Segmentation annotation records

***

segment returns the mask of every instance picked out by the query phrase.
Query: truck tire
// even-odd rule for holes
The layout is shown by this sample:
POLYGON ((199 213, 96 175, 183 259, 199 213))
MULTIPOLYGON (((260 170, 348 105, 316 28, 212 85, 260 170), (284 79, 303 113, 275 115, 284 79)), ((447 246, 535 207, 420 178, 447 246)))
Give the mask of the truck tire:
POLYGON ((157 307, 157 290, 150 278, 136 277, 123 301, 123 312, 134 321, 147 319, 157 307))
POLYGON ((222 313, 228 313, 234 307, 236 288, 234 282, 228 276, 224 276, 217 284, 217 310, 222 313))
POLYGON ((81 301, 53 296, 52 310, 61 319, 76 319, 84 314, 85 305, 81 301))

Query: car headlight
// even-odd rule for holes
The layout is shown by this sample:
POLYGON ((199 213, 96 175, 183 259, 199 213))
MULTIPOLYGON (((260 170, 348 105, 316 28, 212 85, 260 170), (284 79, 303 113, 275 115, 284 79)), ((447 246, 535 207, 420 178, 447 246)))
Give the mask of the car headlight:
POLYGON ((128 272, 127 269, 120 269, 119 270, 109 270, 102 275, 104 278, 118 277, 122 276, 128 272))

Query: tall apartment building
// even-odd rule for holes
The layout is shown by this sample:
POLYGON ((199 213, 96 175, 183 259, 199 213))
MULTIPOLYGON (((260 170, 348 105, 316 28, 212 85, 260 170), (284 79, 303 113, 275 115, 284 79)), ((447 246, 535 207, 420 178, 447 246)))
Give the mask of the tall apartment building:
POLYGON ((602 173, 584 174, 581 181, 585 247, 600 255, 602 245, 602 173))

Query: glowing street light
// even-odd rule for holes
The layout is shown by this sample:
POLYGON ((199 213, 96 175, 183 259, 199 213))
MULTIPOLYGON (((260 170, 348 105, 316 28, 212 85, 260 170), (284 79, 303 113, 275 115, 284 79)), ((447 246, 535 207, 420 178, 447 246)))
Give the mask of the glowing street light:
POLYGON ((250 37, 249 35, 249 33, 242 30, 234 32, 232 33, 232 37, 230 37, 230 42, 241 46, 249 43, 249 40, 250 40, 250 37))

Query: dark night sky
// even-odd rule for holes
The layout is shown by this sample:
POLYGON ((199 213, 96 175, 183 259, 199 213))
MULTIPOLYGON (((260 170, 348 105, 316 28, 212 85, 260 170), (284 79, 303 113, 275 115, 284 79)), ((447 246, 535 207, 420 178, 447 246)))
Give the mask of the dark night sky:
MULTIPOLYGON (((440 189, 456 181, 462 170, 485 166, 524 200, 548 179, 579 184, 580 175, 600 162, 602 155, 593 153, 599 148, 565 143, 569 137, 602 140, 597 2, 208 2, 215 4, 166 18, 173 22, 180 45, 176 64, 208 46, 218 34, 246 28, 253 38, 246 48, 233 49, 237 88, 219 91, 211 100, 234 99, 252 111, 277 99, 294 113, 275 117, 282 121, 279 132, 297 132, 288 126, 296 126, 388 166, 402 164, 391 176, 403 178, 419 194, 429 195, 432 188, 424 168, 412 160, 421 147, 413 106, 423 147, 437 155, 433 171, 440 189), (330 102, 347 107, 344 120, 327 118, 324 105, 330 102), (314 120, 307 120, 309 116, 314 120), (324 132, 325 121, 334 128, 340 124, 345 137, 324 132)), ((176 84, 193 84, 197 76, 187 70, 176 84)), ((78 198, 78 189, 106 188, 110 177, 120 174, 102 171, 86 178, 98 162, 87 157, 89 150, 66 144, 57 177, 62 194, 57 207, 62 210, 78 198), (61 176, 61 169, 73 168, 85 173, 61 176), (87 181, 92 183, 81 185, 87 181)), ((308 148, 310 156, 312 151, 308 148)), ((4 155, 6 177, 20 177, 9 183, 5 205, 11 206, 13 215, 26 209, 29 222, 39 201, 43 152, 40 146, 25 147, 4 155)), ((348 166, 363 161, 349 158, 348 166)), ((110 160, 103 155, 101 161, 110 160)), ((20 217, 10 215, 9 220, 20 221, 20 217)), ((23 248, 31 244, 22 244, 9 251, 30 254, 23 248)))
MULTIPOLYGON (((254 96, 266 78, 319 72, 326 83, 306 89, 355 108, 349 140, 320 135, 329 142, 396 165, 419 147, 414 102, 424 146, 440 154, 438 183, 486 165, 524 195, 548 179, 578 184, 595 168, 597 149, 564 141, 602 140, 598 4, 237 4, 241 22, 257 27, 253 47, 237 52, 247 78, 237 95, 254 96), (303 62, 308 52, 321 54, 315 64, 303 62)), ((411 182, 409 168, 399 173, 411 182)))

***

### BRIEF
Reproduce every line of the material above verbatim, with no changes.

### REPLY
segment returns the mask of every instance picked out by the query phrase.
Query: truck tire
// even-odd rule for holes
The layout is shown by this sample:
POLYGON ((199 213, 96 175, 183 259, 199 213))
MULTIPOLYGON (((260 170, 348 105, 316 28, 212 85, 260 170), (284 79, 303 113, 275 115, 284 79)), ((447 246, 535 207, 420 178, 447 246)))
Give the mask of the truck tire:
POLYGON ((157 307, 157 290, 150 278, 136 277, 123 301, 123 312, 134 321, 147 319, 157 307))
POLYGON ((222 313, 228 313, 234 307, 236 288, 234 282, 228 276, 224 276, 217 284, 217 310, 222 313))
POLYGON ((81 301, 53 296, 52 310, 61 319, 76 319, 84 314, 85 305, 81 301))

Query: car headlight
// even-odd rule for holes
The layout is shown by this sample:
POLYGON ((199 213, 96 175, 183 259, 199 213))
MULTIPOLYGON (((260 170, 348 105, 316 28, 212 85, 260 170), (284 79, 303 113, 275 115, 284 79)), ((447 246, 535 207, 420 178, 447 246)))
Give the mask of the car headlight:
POLYGON ((128 272, 127 269, 120 269, 119 270, 109 270, 102 275, 104 278, 118 277, 122 276, 128 272))

Query: tall apartment building
// even-odd rule for holes
The layout is shown by this sample:
POLYGON ((199 213, 96 175, 183 259, 199 213))
MULTIPOLYGON (((260 170, 348 105, 316 28, 212 85, 260 170), (284 79, 303 113, 275 115, 284 79)), ((447 246, 535 207, 420 178, 447 246)))
Give the mask of the tall apartment building:
POLYGON ((602 173, 584 174, 581 181, 585 247, 600 255, 602 245, 602 173))

Query: glowing street light
// even-odd rule for holes
The layout is shown by this sample:
POLYGON ((199 213, 96 175, 183 259, 199 213))
MULTIPOLYGON (((260 170, 348 105, 316 28, 212 85, 260 170), (284 79, 303 113, 275 115, 284 79)), ((447 246, 535 207, 420 178, 447 246)))
Give the mask of the glowing street light:
POLYGON ((250 37, 249 35, 249 33, 242 30, 234 32, 232 33, 232 37, 230 37, 230 42, 241 46, 249 43, 249 40, 250 40, 250 37))

Query: dark night sky
// even-odd rule for holes
The layout is shown by this sample:
POLYGON ((199 213, 96 175, 183 259, 199 213))
MULTIPOLYGON (((260 170, 348 105, 316 28, 212 85, 260 170), (284 79, 303 113, 275 115, 284 79)), ((447 246, 535 207, 420 178, 447 246)))
Give the mask of the dark night sky:
MULTIPOLYGON (((440 189, 456 181, 462 170, 485 166, 524 200, 548 179, 579 184, 580 175, 600 162, 602 155, 593 153, 599 148, 565 143, 569 137, 602 140, 597 2, 208 2, 215 4, 166 18, 173 22, 180 45, 176 64, 208 46, 218 34, 246 28, 253 38, 246 48, 233 49, 237 88, 219 91, 211 100, 234 99, 252 111, 277 99, 294 113, 275 117, 282 121, 279 132, 297 132, 288 126, 296 126, 388 166, 402 164, 391 176, 403 178, 419 194, 429 195, 432 188, 424 168, 412 160, 421 147, 413 106, 423 147, 437 155, 433 171, 440 189), (330 102, 347 107, 344 120, 327 118, 324 105, 330 102), (314 120, 307 120, 309 116, 314 120), (324 132, 325 121, 334 128, 340 124, 345 137, 324 132)), ((176 84, 193 84, 197 76, 187 70, 176 84)), ((78 198, 78 189, 106 188, 110 177, 120 174, 102 171, 86 178, 98 162, 87 157, 89 150, 66 144, 57 177, 62 194, 57 207, 62 210, 78 198), (61 176, 61 169, 73 168, 85 173, 61 176), (87 181, 92 183, 81 185, 87 181)), ((308 148, 310 156, 312 151, 308 148)), ((4 155, 6 177, 20 177, 9 183, 5 205, 11 206, 13 215, 26 209, 29 222, 39 201, 43 152, 40 146, 25 147, 4 155)), ((348 166, 363 161, 349 158, 348 166)), ((110 160, 103 155, 101 161, 110 160)), ((20 217, 10 215, 9 220, 20 221, 20 217)), ((23 248, 31 244, 22 244, 9 251, 30 254, 23 248)))
MULTIPOLYGON (((254 96, 266 78, 319 72, 326 83, 306 89, 355 108, 349 140, 320 135, 329 142, 396 165, 419 147, 414 102, 424 146, 440 154, 438 183, 486 165, 524 195, 548 179, 578 184, 595 168, 597 149, 564 141, 602 140, 598 4, 237 4, 241 22, 257 27, 253 47, 237 52, 247 78, 237 95, 254 96), (303 62, 308 52, 321 54, 315 64, 303 62)), ((411 182, 409 168, 399 173, 411 182)))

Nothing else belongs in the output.